### INPUT ROWS ###
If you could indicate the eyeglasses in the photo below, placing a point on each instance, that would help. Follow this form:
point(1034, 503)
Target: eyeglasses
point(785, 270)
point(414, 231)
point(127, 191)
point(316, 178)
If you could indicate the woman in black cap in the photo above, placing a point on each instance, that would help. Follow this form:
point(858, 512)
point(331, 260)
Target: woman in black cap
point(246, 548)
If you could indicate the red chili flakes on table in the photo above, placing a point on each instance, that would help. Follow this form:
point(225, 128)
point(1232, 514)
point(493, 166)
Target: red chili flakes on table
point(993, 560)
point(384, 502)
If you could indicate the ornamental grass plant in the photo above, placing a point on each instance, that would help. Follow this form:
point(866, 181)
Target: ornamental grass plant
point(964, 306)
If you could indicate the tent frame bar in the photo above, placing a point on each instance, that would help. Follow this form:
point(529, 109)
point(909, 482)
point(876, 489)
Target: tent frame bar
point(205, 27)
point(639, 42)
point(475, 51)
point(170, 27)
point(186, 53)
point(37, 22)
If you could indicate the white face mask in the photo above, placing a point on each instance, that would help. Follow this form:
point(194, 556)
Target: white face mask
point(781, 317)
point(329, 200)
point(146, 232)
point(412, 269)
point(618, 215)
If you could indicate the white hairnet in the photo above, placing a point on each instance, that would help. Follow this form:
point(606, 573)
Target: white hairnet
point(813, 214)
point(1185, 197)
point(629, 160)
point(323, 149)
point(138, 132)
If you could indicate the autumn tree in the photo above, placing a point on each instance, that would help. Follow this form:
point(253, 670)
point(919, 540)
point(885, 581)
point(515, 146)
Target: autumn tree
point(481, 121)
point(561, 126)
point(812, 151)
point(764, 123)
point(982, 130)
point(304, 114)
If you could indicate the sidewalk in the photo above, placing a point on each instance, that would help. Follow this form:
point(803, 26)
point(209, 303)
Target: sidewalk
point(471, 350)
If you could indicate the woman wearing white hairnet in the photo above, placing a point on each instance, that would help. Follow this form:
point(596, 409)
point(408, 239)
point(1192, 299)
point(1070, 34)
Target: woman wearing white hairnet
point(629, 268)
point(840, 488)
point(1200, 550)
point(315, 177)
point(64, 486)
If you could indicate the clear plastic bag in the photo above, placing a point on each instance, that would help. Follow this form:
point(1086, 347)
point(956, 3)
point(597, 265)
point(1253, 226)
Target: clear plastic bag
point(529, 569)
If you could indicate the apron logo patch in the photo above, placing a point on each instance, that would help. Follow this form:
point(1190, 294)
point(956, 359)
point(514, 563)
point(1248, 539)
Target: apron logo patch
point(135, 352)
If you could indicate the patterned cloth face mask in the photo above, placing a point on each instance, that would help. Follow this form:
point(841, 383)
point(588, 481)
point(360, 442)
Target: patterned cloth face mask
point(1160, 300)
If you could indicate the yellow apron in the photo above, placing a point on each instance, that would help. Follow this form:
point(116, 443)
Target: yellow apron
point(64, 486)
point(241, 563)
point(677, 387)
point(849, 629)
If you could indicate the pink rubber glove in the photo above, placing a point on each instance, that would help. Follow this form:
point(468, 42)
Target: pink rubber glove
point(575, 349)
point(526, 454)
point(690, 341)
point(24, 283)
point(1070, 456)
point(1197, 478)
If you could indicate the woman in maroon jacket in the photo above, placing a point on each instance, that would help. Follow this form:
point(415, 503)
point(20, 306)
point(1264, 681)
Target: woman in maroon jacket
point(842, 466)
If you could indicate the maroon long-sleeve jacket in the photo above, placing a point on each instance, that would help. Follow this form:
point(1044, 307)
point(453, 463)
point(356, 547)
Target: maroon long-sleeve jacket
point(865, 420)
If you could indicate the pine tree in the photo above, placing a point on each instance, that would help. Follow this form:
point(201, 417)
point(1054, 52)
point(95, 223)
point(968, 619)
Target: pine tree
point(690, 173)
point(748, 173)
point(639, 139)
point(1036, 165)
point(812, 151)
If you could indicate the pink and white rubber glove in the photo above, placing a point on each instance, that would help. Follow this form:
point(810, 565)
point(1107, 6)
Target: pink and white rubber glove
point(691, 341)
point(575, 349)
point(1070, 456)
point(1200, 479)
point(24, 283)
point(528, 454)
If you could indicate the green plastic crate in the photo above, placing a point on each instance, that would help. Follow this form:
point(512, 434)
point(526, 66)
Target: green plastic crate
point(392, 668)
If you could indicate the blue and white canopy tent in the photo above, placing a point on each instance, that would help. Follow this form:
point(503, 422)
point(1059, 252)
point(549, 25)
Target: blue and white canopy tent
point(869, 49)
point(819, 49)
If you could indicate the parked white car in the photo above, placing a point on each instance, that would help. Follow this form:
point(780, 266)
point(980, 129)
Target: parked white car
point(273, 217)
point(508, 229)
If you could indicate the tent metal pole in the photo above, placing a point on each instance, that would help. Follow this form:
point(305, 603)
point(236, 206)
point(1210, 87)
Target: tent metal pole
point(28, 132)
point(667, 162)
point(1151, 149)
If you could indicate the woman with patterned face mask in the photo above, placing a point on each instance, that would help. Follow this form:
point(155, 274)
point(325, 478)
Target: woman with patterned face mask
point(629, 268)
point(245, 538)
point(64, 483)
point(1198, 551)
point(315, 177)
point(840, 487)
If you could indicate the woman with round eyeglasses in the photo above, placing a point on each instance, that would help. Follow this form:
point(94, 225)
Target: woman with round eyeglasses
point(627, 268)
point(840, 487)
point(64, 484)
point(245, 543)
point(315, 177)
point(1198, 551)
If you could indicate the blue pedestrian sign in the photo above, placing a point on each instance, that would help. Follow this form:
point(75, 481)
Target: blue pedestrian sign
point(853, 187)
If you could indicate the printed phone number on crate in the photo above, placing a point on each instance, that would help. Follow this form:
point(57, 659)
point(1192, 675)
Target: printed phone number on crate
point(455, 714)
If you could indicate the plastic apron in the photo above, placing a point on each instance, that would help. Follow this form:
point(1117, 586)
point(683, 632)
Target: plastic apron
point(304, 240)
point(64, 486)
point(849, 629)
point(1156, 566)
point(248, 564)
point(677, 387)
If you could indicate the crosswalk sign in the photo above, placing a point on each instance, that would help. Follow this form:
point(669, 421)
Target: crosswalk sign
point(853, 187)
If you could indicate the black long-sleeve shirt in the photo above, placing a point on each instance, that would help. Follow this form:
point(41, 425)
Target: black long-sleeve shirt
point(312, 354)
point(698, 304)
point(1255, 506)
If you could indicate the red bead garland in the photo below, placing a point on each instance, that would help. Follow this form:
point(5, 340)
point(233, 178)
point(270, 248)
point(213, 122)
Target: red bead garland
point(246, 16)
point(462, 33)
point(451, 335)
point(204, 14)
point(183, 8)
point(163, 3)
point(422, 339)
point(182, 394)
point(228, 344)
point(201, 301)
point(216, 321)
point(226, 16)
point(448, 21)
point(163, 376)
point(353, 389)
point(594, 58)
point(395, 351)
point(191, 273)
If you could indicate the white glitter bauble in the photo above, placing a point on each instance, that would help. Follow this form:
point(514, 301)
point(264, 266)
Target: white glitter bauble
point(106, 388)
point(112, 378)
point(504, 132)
###
TASK TO COMPLETE: Please rewrite all of the lines above as a numbered list, leaving out any blank lines.

TASK RESPONSE:
1. If you could indicate the eyeglasses in the photo below, placing a point on each instance, that would help. Follow this form:
2. point(1034, 503)
3. Target: eyeglasses
4. point(785, 270)
5. point(414, 231)
6. point(127, 191)
7. point(316, 178)
8. If you could indicate the woman in black cap in the photo above, placing a point on each instance, that would help. Follow this form:
9. point(858, 512)
10. point(331, 260)
11. Target: woman in black cap
12. point(246, 548)
13. If you could indicate the red chili flakes on table in the photo above, placing a point on each instance, that would help. Follow this form:
14. point(225, 128)
15. point(1232, 514)
16. point(493, 166)
17. Target: red chili flakes on table
18. point(993, 560)
19. point(384, 502)
20. If you could indicate the ornamental grass plant in the photo above, placing a point on each instance, that would help. Follow this form:
21. point(866, 181)
22. Target: ornamental grass plant
23. point(964, 306)
24. If you could indicate the tent frame bar in the photo above, placing a point on each instance, that would help. Follow this form:
25. point(529, 109)
26. point(909, 482)
27. point(876, 489)
28. Target: tent frame bar
29. point(205, 27)
30. point(639, 42)
31. point(475, 51)
32. point(170, 27)
33. point(186, 53)
34. point(37, 22)
35. If you could indicate the white face mask in the photo above, placing a point on each instance, that would help. Follow this form:
36. point(194, 556)
37. Target: white face mask
38. point(781, 317)
39. point(329, 200)
40. point(146, 232)
41. point(412, 269)
42. point(618, 215)
43. If you could indicate the white hairnet in the photo above, placing a point on each instance, that would help. Follow this form:
44. point(606, 573)
45. Target: white hairnet
46. point(813, 214)
47. point(1185, 197)
48. point(629, 160)
49. point(323, 149)
50. point(138, 132)
51. If you could indicate the autumn tree in the photo above, placing a point on each instance, that would help. Follow this form:
52. point(253, 670)
53. point(919, 540)
54. point(885, 581)
55. point(515, 146)
56. Target: autumn tree
57. point(481, 121)
58. point(561, 126)
59. point(812, 151)
60. point(764, 123)
61. point(982, 130)
62. point(304, 114)
63. If you could indicate the sidewalk in the photo above, placing a point on each instance, that would help. Follow this form:
64. point(803, 26)
65. point(209, 303)
66. Target: sidewalk
67. point(471, 350)
68. If you could indicate the woman wearing white hairnet in the photo above, placing a point on each instance, that would help. Follow this form:
69. point(596, 409)
70. point(408, 239)
71. point(1192, 299)
72. point(1070, 34)
73. Target: woman wearing white hairnet
74. point(629, 268)
75. point(840, 488)
76. point(1200, 550)
77. point(315, 177)
78. point(64, 486)
79. If you could indicate the clear plastic bag in the photo above, placing a point on each instance, that would help. Follow this form:
80. point(1086, 347)
81. point(956, 3)
82. point(597, 265)
83. point(1253, 226)
84. Target: clear plastic bag
85. point(529, 569)
86. If you could indicate the apron logo patch in the photo above, placing a point on each instance, that would help. Follow this form:
87. point(1190, 294)
88. point(956, 359)
89. point(514, 563)
90. point(1248, 539)
91. Target: apron logo patch
92. point(135, 352)
93. If you could indicate the patterned cloth face mask in the photo above, placing a point on each instance, that would help. Follow this form:
94. point(841, 383)
95. point(588, 481)
96. point(360, 442)
97. Target: patterned cloth face mask
98. point(1160, 300)
99. If you could indicate the yellow apron in the photo above, placing a point on each instance, that would help. Follow this form:
100. point(116, 443)
101. Target: yellow apron
102. point(64, 486)
103. point(241, 563)
104. point(677, 387)
105. point(849, 629)
106. If you could indicate the pink rubber glove in the photo above, placing a point on each instance, that would help. Follow this form:
107. point(468, 42)
108. Target: pink rubber glove
109. point(575, 349)
110. point(526, 454)
111. point(690, 341)
112. point(24, 283)
113. point(1070, 456)
114. point(1197, 478)
115. If you could indicate the woman in maroon jacket in the photo above, placing a point on each instance, that would help. Follow this form:
116. point(415, 503)
117. point(20, 306)
118. point(1264, 681)
119. Target: woman in maroon jacket
120. point(842, 466)
121. If you could indicate the maroon long-sleeve jacket in the photo above, placing a point on each instance, that would help. Follow this form:
122. point(1044, 307)
123. point(453, 463)
124. point(356, 547)
125. Target: maroon long-sleeve jacket
126. point(865, 420)
127. If you could indicate the pine tree in the photo above, placing a point on each instance, that would help. Follow this form:
128. point(201, 417)
129. point(1054, 52)
130. point(95, 223)
131. point(968, 619)
132. Target: pine tree
133. point(690, 173)
134. point(748, 173)
135. point(639, 139)
136. point(1036, 165)
137. point(812, 151)
138. If you could indicate the pink and white rubber glove in the photo above, placing a point on each instance, that would help. Follow this form:
139. point(810, 565)
140. point(1107, 6)
141. Target: pink and white rubber glove
142. point(691, 341)
143. point(575, 349)
144. point(1070, 456)
145. point(1200, 479)
146. point(24, 283)
147. point(528, 454)
148. If you could indicate the green plastic crate in the photo above, placing a point on each instance, that would help. Follow this form:
149. point(512, 434)
150. point(526, 66)
151. Target: green plastic crate
152. point(392, 668)
153. If you could indicate the blue and white canopy tent in the photo above, placing a point on each instance, that would help. Follow this form:
154. point(503, 422)
155. point(1059, 252)
156. point(549, 25)
157. Target: blue and white canopy tent
158. point(869, 49)
159. point(819, 49)
160. If you could indicate the parked white car in the photo above, placing a point on each instance, that would help. Follow this form:
161. point(780, 266)
162. point(980, 129)
163. Target: parked white car
164. point(273, 217)
165. point(508, 229)
166. If you could indicate the tent metal pole in the photo above, placing a point on each instance, that would help. Follow this form:
167. point(305, 603)
168. point(236, 206)
169. point(1210, 87)
170. Target: tent metal pole
171. point(28, 132)
172. point(667, 162)
173. point(1151, 149)
174. If you could indicate the woman with patterned face mask in the photo above, placing a point on each instance, that would help. Follow this form:
175. point(155, 274)
176. point(325, 478)
177. Target: woman with patterned face mask
178. point(629, 268)
179. point(245, 538)
180. point(64, 483)
181. point(1198, 551)
182. point(315, 177)
183. point(840, 487)
184. If you could indicate the woman with round eyeglasses in the photo above, placing a point on each instance, that would help. Follow this form:
185. point(94, 225)
186. Target: woman with round eyeglasses
187. point(627, 268)
188. point(840, 487)
189. point(64, 484)
190. point(245, 543)
191. point(315, 177)
192. point(1198, 551)
193. If you could indicate the blue pedestrian sign in the photo above, placing a point on each instance, that would help. Follow this form:
194. point(75, 481)
195. Target: blue pedestrian sign
196. point(853, 187)
197. If you could indicate the printed phone number on crate in the photo above, placing a point on each instance, that would help. Follow this form:
198. point(57, 659)
199. point(1192, 675)
200. Target: printed phone number on crate
201. point(455, 714)
202. If you could indicate the plastic apron in the photo above, placing a point on each instance, that would help. Follow this form:
203. point(1117, 586)
204. point(683, 632)
205. Target: plastic apron
206. point(304, 240)
207. point(64, 486)
208. point(849, 629)
209. point(1156, 566)
210. point(248, 564)
211. point(677, 387)
212. If you could indicate the crosswalk sign in the photo above, placing a point on each instance, that would help. Follow this form:
213. point(669, 421)
214. Target: crosswalk sign
215. point(853, 187)
216. If you could indicate the black long-sleeve shirt in the photo above, placing a point on each instance, that would help. Follow this form:
217. point(41, 425)
218. Target: black long-sleeve shirt
219. point(312, 354)
220. point(698, 304)
221. point(1255, 506)
222. If you could indicate the red bead garland in the photo below, placing a point on each instance, that would help. Follow this form:
223. point(5, 340)
224. point(233, 178)
225. point(270, 248)
226. point(213, 122)
227. Target: red bead garland
228. point(246, 16)
229. point(462, 33)
230. point(451, 335)
231. point(204, 14)
232. point(183, 8)
233. point(163, 3)
234. point(422, 339)
235. point(182, 394)
236. point(228, 344)
237. point(201, 301)
238. point(216, 321)
239. point(226, 16)
240. point(448, 21)
241. point(163, 376)
242. point(353, 389)
243. point(594, 58)
244. point(395, 351)
245. point(191, 273)
246. If you could indicate the white glitter bauble in the photo above, placing a point on each instance, that would help. Follow this form:
247. point(514, 301)
248. point(264, 266)
249. Target: white glitter bauble
250. point(106, 388)
251. point(112, 378)
252. point(504, 132)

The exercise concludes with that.